#### Текст

Собрался Хохлов в такой дальний и трудный путь в одну неделю. 13-го июля пришел царский указ о назначении Ивана Хохлова посланником в Бухару (предварительное же извещение о том получил он несколько раньше), а 21-го он уже выехал. Вследствие такой поспешности он, как писал в челобитной государю, потерпел убытки: «и я, холоп твой, в то малое время на твою государеву службу поднялся, займуючи деньги в кабалы и покупал все дорогою ценою, за все давал вдвое». Спешить же приходилось для того, чтобы в этом еще году захватить морской ход, так как путь в Бухару лежал тогда через Астрахань, Каспийским морем и далее через земли Хивинского ханства.

Наши посланники любили подавать разные челобитные государю как перед поездкой в иностранное государство, так и по возвращении оттуда. Они просили прибавки в содержании, или каких-либо льгот за свою службу. Иван Хохлов тоже подал челобитную, из которой видно, какими поместьями он владел. «Царю государю и великому князю Михаилу Федоровичю всеа Русии бьет челом холоп твой Ивашка Хохлов. По твоему государеву указу велено мне, холопу твоему, быти на твоей государево службе к бухарскому Имам Куле царю в посланникех, а твое царьское жалованье вотчинка моя и поместейце в Нижегородском да в Казанском уездах. А которых, государь, по твоему государеву указу в государства посылывали в посланникех и с их, государь, поместей и с вотчины, для службы, твоих государевых никаких податей с крестьян их не имывано, и на людей их и на крестьян суда не давывано, покаместа им твоя государева служба мииется. Милосердый царь государь и великий князь Михайло Федорович всеа Русии! пожалуй меня, холопа своего, для своей государевы дальные службы не вели, государь, с вотчянишка моего и с поместийца своих государевых никаких податей имати и на людишек моих и на крестьянишек суда давати, покаместа мне твоя государева служба минется. Царь, государь, пожалуй!» Челобитье уважено: «И по государеву цареву и великого князя Михаила Федоровича всеа Руссин указу дьяком думному Ивану Грамотину с [61] товарыщи с Иванова вотчины и поместья Хохлова для его бухарские службы никаких податей имати, опричь казацких и стрелетцких кормов и ямщин, и на людей его и на крестьян суда опричь розбою и татьбы с поличным дати не велети, покаместа он з государевы службы из Бухар будет». Такие же указы последовали и по другим прикосновенным делу приказам (1620, июн. 25. Челобитная Ивана Хохлова о неимании с крестьян его податей и о недавании на них суда до возвращения его из Бухарии.).

########
#### Извлечённые записи

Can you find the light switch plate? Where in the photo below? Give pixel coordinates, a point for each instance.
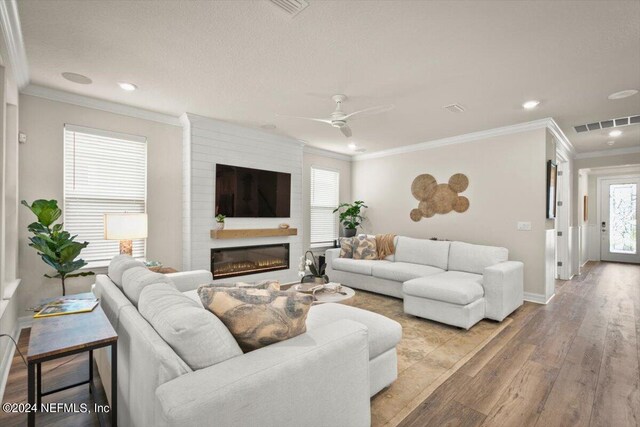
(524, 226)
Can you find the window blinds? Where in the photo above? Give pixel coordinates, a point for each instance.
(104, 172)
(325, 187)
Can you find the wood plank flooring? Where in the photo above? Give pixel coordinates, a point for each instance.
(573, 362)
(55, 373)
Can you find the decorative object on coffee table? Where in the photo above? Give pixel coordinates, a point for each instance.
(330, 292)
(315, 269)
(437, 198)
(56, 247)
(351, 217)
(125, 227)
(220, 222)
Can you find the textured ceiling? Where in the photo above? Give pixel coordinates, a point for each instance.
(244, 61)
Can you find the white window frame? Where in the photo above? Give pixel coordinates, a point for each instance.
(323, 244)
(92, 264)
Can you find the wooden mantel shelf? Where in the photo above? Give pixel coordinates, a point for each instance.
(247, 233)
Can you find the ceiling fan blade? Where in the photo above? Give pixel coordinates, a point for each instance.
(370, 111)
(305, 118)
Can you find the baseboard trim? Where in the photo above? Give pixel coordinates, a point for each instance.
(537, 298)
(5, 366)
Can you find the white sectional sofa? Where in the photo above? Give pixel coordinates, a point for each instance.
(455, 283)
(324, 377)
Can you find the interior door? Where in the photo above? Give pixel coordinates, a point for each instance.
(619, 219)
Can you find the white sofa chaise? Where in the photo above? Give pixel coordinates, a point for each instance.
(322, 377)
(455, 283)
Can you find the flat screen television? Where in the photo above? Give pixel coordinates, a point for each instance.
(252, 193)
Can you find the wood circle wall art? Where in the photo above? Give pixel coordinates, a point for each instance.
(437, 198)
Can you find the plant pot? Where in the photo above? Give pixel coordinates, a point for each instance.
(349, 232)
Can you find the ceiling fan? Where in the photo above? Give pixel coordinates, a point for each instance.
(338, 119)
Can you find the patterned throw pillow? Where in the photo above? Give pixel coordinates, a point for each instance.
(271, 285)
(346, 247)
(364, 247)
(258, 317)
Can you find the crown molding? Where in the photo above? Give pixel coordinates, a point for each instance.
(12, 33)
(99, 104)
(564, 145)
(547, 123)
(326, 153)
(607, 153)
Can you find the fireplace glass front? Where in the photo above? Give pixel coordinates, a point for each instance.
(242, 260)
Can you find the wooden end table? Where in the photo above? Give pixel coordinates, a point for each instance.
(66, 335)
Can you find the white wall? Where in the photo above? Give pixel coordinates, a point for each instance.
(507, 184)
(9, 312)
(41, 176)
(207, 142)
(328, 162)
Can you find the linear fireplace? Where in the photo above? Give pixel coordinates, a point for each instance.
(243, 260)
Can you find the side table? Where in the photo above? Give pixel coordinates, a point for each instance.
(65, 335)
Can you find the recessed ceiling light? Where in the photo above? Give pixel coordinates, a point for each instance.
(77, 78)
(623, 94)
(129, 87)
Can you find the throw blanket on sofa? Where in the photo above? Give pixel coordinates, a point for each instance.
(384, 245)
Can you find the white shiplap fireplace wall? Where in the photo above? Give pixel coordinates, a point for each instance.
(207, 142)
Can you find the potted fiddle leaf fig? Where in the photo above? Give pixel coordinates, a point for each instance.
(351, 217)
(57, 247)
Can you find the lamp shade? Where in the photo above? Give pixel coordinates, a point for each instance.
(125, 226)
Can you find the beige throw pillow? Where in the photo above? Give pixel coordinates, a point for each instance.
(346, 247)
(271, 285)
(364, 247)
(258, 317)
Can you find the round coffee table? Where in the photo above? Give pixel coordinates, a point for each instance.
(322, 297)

########
#### Извлечённые записи

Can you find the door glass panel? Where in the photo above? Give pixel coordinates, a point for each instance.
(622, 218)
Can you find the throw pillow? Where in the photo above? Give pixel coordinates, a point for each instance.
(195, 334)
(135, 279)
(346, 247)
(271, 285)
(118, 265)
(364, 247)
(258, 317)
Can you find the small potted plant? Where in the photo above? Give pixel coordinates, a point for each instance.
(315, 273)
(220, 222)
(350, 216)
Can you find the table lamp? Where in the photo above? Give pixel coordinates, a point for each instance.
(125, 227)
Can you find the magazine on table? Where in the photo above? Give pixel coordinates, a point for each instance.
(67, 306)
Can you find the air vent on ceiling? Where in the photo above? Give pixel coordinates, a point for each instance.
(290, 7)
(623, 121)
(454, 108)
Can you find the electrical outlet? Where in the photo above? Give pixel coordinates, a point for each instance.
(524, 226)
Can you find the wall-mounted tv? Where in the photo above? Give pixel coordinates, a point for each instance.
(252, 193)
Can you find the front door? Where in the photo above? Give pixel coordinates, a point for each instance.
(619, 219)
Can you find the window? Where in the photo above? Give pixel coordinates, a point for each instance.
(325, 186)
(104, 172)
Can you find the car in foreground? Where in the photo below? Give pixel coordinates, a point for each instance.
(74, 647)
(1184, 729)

########

Задания>
1. Ответьте по тексту о Хохлове:
(а) Какого числа пришёл царский указ о назначении Ивана Хохлова посланником в Бухару?
(б) Каким морем лежал тогда путь в Бухару?
(в) В каких уездах находились вотчина и поместье Хохлова?
2. Выберите из записей все строки, где встречается слово «wooden».
Текст и записи между собой никак не связаны.

Ответы к заданиям>
1.
(а) 13 июля.
(б) Каспийским морем.
(в) В Нижегородском и Казанском уездах.

2.
Can you find the wooden mantel shelf? Where in the photo above? Give pixel coordinates, a point for each instance.
Can you find the wooden end table? Where in the photo above? Give pixel coordinates, a point for each instance.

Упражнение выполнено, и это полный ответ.